*Problems and tasks*.
a: Using the mass map text, decide whether each statement agrees with it: (i) the conditional GAN generates maps dependent on three cosmological parameters; (ii) the dataset is made of 57 different cosmologies; (iii) Section 3 describes the metrics used to evaluate the generative model. Give yes or no for each, with the deciding words quoted.
b: From the mass map text, pull out the stretch from "This paper is" through "networks used in this work.", copied word for word.
[START OF Text segment]
With a similar goal, multiple contributions have leveraged the recent advances in the field of deep learning to aid the generation of cosmological simulations. In particular, recent works (Mustafa et al., 2017; Rodriguez et al., 2018; Nathanaël et al., 2019; Tröster et al., 2019) have demonstrated the potential of Generative Adversarial Networks (GAN) (Goodfellow et al., 2014) for production of N-body simulations. The work of (Mustafa et al., 2017; Rodriguez et al., 2018; Nathanaël et al., 2019; Tröster et al., 2019; Giusarma et al., 2019; He et al., 2019) has shown deep generative models that can accurately model dark matter distributions and other related cosmological signals. However, a practical application of these approaches in an end-to-end cosmological analysis is yet to be demonstrated. In this work, we take an essential step toward the practical use of generative models by creating the first emulator of weak lensing mass maps as function of cosmological parameters. This step allows the generate mass maps with any parameters without the need to retrain the generative model. Our conditional GAN model generates convergence maps dependent on values of two parameters that have the largest impact on the evolution of the Large Scale Structure (LSS) of the Universe: Ω_{m}, which controls the matter density as a fraction of total density, and *σ*8, which controls the strength of matter density fluctuations (see (Refregier, 2003; Kilbinger, 2015) for reviews). Those are the only two parameters that can be effectively measured using the convergence maps data. After training, the conditional model can then interpolate to unseen values of *σ*_{8} and Ω_{m} by varying the distribution of the input latent variable. Other works (Tamosiunas et al., 2020; Villaescusa-Navarro et al., 2020) have since also explored such models, although with the emphasis on generating various cosmological fields themselves, either in ^{2}D or 3D.

To assess that the GAN-generated maps are statistically very close to the originals, we perform an extensive quantitative comparison. We evaluate our GAN using both cosmological and image processing metrics: the power spectral density, mass map histogram, peak histogram, the bispectrum, Minkowski functionals, Multi-Scale Structural Similarity (MS-SSIM) (Wang et al., 2003), and an adaptation of the Fréchet Inception Distance (FID) (Heusel et al., 2017). We also compare the statistical consistency of a batch of generated maps by computing the correlation matrices of power spectra. Moreover, we assess the agreement as a function of cosmological parameters. This set of comparisons is the most exhaustive presentation of the capacity of generative models to learn the dark matter maps, to date. In this work we use the data generated by (Fluri et al., 2019).

We build a sky convergence map dataset made of 57 different cosmologies (set of parameters) divided into a training set and a test set. The test set consists of 11 cosmological parameters sets was used to asses the capacity of the GAN to interpolate to unseen cosmologies.

This paper is structured as follows. In Section 2 we present a new type of generative adversarial network whose generated output can be conditioned on a set of parameters in the form of continuous values. Section 3 describes the simulation dataset used in this work. In Section 4 we describe the metrics used to evaluate the quality of the generative model. Section 5 shows the maps generated by our machine learning model, as well as compares its results to the original, simulated data. We summarize our findings and discuss the future prospects in Section 6. **Appendix A** contains the architectures of the neural networks used in this work.
[END OF Text segment]
[START OF Provided data]
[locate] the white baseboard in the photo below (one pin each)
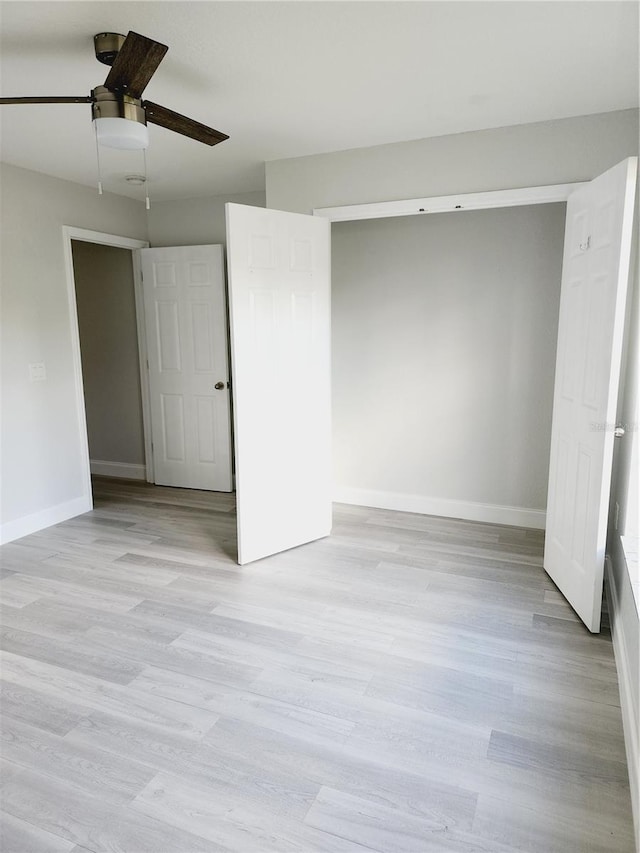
(511, 515)
(123, 470)
(39, 520)
(625, 681)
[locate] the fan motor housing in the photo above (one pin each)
(108, 104)
(107, 46)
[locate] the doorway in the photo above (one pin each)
(105, 299)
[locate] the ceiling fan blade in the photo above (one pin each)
(83, 99)
(181, 124)
(135, 65)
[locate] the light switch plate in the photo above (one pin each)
(37, 371)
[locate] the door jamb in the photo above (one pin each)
(70, 233)
(450, 203)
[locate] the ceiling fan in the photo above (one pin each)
(120, 115)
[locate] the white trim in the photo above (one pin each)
(626, 678)
(45, 518)
(450, 203)
(122, 470)
(143, 360)
(70, 233)
(513, 516)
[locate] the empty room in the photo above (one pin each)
(319, 451)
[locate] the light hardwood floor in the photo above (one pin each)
(408, 684)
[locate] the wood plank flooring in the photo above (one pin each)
(407, 684)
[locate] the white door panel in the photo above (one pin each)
(186, 322)
(592, 308)
(279, 298)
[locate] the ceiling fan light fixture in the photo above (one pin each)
(119, 120)
(121, 133)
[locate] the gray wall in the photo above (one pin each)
(105, 300)
(444, 340)
(41, 434)
(574, 149)
(195, 221)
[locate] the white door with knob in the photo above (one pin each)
(187, 345)
(595, 274)
(279, 299)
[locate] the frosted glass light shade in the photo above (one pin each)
(121, 133)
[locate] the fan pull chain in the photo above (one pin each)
(98, 159)
(147, 203)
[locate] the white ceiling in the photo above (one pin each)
(285, 79)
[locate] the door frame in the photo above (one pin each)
(450, 203)
(70, 233)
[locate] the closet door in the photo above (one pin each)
(595, 275)
(279, 298)
(186, 323)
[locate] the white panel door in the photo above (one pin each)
(187, 342)
(279, 299)
(592, 308)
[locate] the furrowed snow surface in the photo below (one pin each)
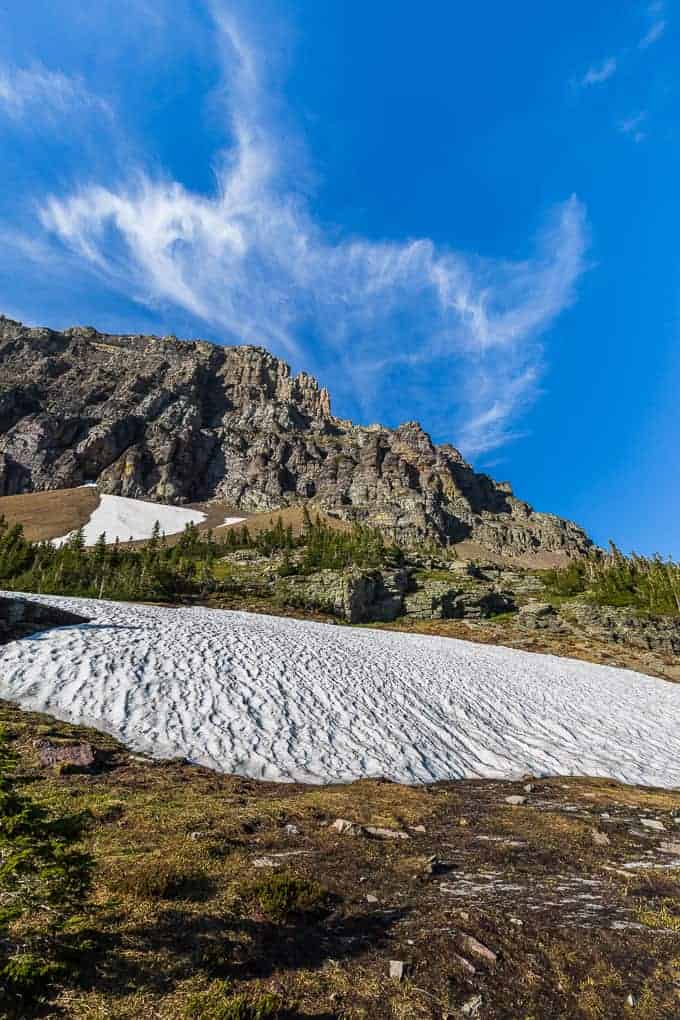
(123, 518)
(283, 699)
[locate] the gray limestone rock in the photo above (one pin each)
(181, 421)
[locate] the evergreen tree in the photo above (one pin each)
(45, 877)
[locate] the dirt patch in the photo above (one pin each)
(486, 909)
(50, 514)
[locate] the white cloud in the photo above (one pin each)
(655, 32)
(600, 72)
(36, 94)
(252, 262)
(633, 125)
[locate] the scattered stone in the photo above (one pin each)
(384, 833)
(346, 827)
(464, 964)
(398, 970)
(81, 755)
(471, 1007)
(599, 838)
(470, 945)
(265, 862)
(432, 865)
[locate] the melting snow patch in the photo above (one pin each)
(123, 518)
(283, 699)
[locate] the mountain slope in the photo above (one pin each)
(182, 421)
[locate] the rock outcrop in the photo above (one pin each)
(19, 617)
(184, 421)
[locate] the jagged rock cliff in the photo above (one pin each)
(179, 421)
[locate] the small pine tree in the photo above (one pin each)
(44, 879)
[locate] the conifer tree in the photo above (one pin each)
(45, 877)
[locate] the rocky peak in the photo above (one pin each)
(180, 421)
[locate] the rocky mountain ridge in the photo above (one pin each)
(182, 421)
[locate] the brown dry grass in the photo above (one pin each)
(157, 951)
(51, 514)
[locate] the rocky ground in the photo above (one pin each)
(545, 898)
(483, 601)
(19, 617)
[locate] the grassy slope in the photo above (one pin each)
(515, 878)
(51, 514)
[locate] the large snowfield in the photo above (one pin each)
(282, 699)
(124, 518)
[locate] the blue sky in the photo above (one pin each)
(461, 213)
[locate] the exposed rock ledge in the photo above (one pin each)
(181, 421)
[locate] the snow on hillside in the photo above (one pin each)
(283, 699)
(124, 518)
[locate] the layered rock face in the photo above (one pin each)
(185, 421)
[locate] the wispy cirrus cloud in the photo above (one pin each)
(253, 263)
(600, 72)
(657, 28)
(34, 94)
(633, 125)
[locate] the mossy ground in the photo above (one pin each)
(575, 928)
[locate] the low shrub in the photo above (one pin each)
(281, 897)
(155, 878)
(218, 1003)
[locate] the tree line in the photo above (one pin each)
(161, 570)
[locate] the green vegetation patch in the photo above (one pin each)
(281, 897)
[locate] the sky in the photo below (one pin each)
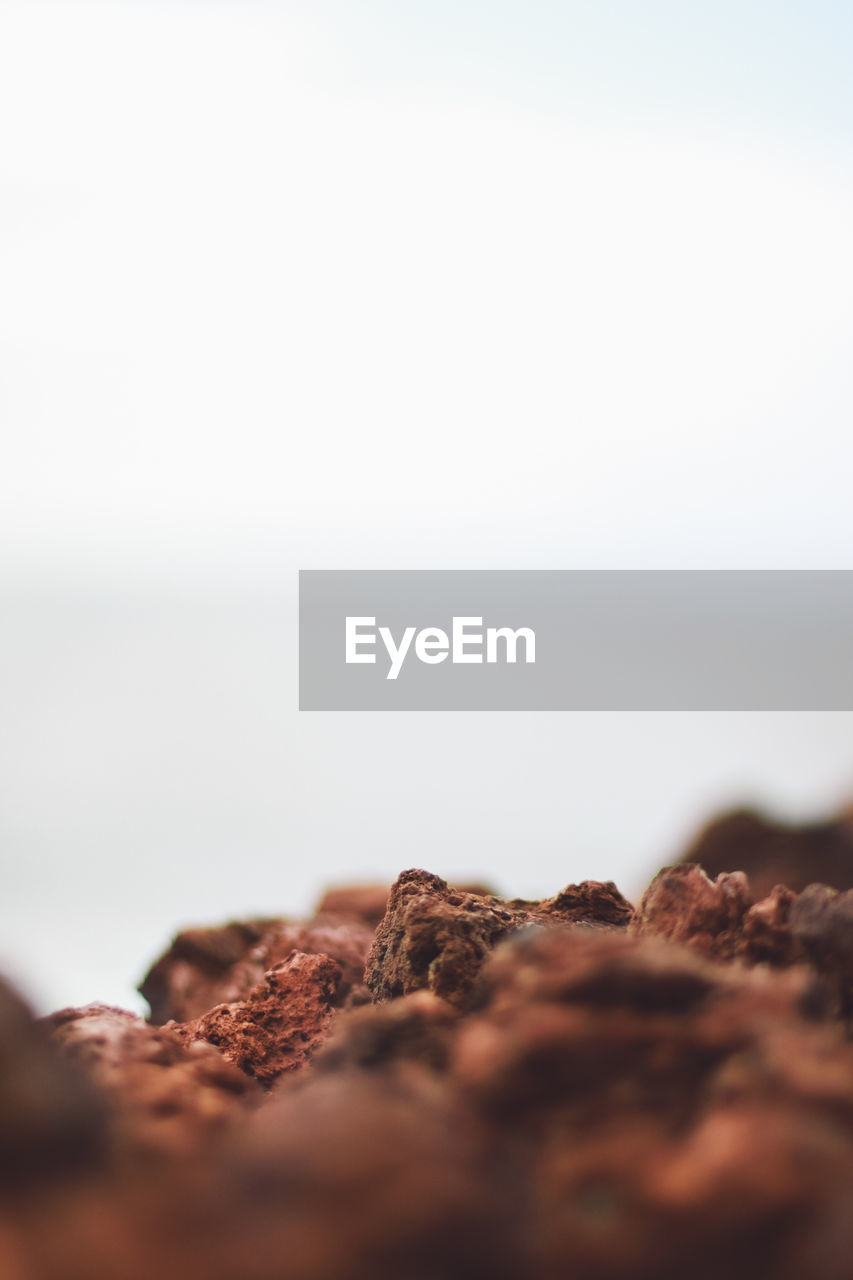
(389, 286)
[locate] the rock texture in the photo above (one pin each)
(523, 1091)
(434, 937)
(775, 853)
(213, 967)
(162, 1096)
(281, 1023)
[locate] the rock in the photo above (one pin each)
(281, 1023)
(163, 1096)
(364, 903)
(683, 905)
(211, 967)
(51, 1120)
(436, 937)
(775, 853)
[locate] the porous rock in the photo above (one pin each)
(776, 853)
(163, 1096)
(281, 1023)
(436, 937)
(222, 965)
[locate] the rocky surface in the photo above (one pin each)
(214, 967)
(434, 937)
(776, 853)
(520, 1089)
(162, 1096)
(281, 1023)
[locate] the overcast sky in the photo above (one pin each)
(389, 286)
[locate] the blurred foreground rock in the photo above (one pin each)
(520, 1089)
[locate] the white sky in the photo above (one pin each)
(373, 286)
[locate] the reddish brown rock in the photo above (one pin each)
(211, 967)
(164, 1097)
(436, 937)
(365, 903)
(51, 1120)
(775, 853)
(683, 905)
(674, 1116)
(279, 1024)
(416, 1028)
(591, 1101)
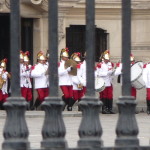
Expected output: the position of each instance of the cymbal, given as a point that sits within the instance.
(73, 64)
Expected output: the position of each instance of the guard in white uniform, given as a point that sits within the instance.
(26, 86)
(38, 72)
(104, 70)
(77, 85)
(4, 76)
(65, 81)
(81, 73)
(146, 77)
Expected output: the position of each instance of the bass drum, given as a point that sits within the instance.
(137, 75)
(99, 84)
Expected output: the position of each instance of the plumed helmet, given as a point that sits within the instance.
(64, 52)
(76, 56)
(21, 54)
(106, 55)
(131, 57)
(40, 56)
(3, 63)
(26, 56)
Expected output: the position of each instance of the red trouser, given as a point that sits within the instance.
(67, 91)
(107, 93)
(77, 94)
(42, 93)
(148, 94)
(26, 93)
(3, 96)
(133, 92)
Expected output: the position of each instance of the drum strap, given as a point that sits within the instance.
(119, 79)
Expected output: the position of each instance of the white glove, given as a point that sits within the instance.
(69, 69)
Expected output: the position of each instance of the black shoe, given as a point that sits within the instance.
(69, 108)
(111, 112)
(105, 111)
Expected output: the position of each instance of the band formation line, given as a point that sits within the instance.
(72, 79)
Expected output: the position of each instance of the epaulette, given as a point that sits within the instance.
(99, 65)
(144, 66)
(58, 64)
(112, 64)
(118, 64)
(78, 65)
(33, 67)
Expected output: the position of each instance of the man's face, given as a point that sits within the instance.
(64, 58)
(42, 61)
(106, 60)
(21, 61)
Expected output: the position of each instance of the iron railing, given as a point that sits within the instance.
(53, 132)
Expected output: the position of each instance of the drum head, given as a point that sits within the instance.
(136, 70)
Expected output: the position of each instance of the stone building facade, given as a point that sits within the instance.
(72, 28)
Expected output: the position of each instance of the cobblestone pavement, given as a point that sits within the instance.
(72, 121)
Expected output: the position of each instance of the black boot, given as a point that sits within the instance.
(66, 102)
(79, 108)
(31, 107)
(110, 104)
(37, 104)
(71, 103)
(148, 106)
(104, 107)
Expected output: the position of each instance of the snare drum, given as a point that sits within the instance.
(99, 84)
(137, 75)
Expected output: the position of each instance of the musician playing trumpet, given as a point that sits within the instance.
(65, 81)
(4, 76)
(104, 69)
(77, 85)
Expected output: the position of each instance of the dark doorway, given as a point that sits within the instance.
(5, 38)
(75, 40)
(27, 36)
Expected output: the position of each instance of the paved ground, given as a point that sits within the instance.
(72, 122)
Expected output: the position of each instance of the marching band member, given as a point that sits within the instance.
(65, 81)
(104, 70)
(146, 78)
(81, 73)
(118, 72)
(4, 76)
(77, 86)
(26, 86)
(38, 72)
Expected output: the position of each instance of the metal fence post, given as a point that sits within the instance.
(126, 132)
(90, 129)
(15, 129)
(53, 130)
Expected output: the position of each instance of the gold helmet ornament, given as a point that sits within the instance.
(131, 57)
(3, 63)
(64, 52)
(40, 56)
(21, 54)
(26, 56)
(76, 56)
(47, 54)
(106, 55)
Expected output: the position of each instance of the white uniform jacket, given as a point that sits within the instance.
(75, 83)
(81, 73)
(146, 75)
(64, 77)
(5, 78)
(38, 73)
(25, 79)
(118, 70)
(105, 70)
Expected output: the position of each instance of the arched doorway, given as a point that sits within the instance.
(75, 40)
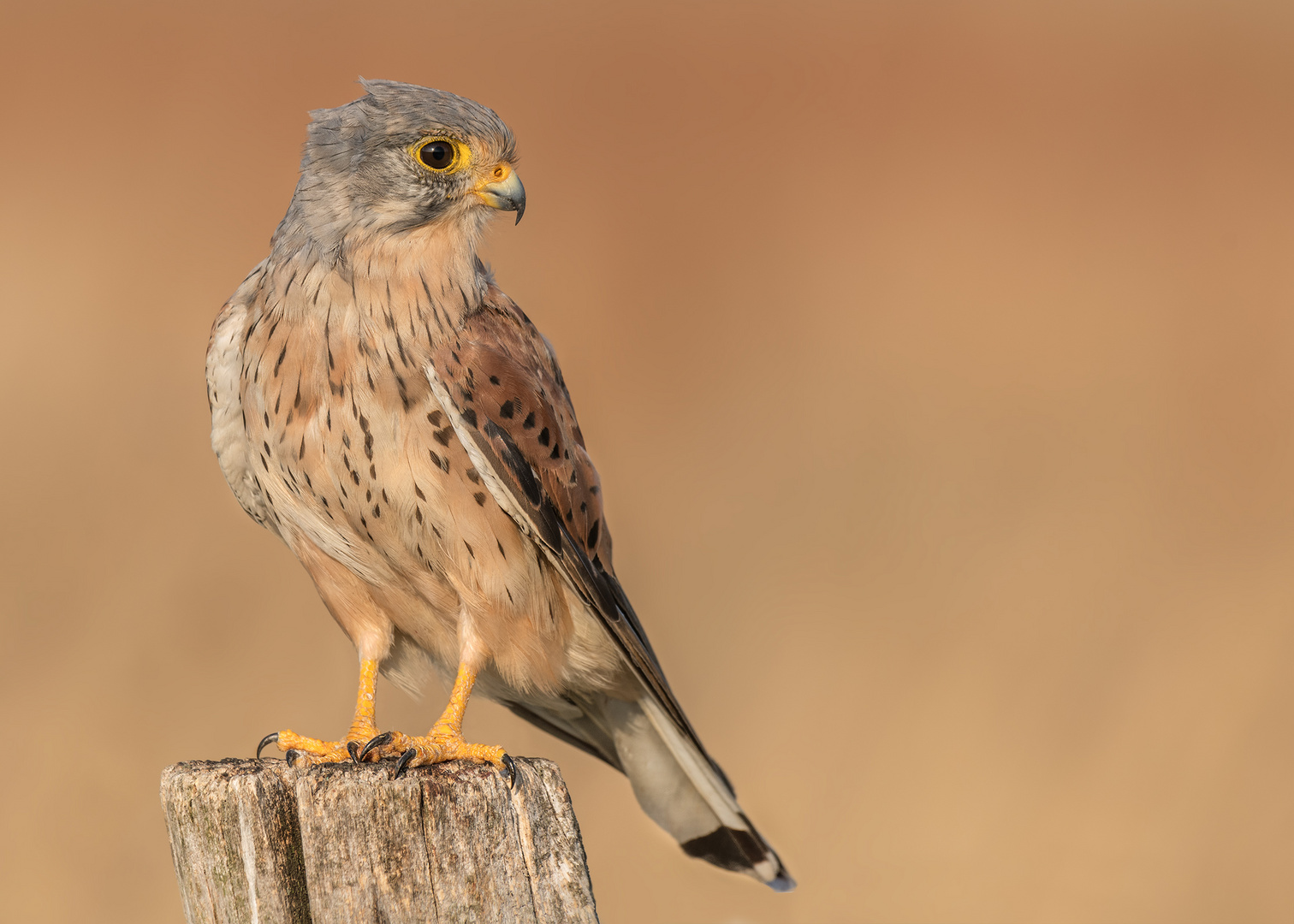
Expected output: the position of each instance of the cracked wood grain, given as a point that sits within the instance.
(262, 841)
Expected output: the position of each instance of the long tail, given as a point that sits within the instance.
(679, 787)
(684, 792)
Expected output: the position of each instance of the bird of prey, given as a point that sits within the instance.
(383, 408)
[END OF Provided data]
*Solutions in order*.
a:
(i) No: "Our conditional GAN model generates convergence maps dependent on values of two parameters"
(ii) Yes: "We build a sky convergence map dataset made of 57 different cosmologies"
(iii) No: "In Section 4 we describe the metrics used to evaluate the quality of the generative model."

b:
This paper is structured as follows. In Section 2 we present a new type of generative adversarial network whose generated output can be conditioned on a set of parameters in the form of continuous values. Section 3 describes the simulation dataset used in this work. In Section 4 we describe the metrics used to evaluate the quality of the generative model. Section 5 shows the maps generated by our machine learning model, as well as compares its results to the original, simulated data. We summarize our findings and discuss the future prospects in Section 6. **Appendix A** contains the architectures of the neural networks used in this work.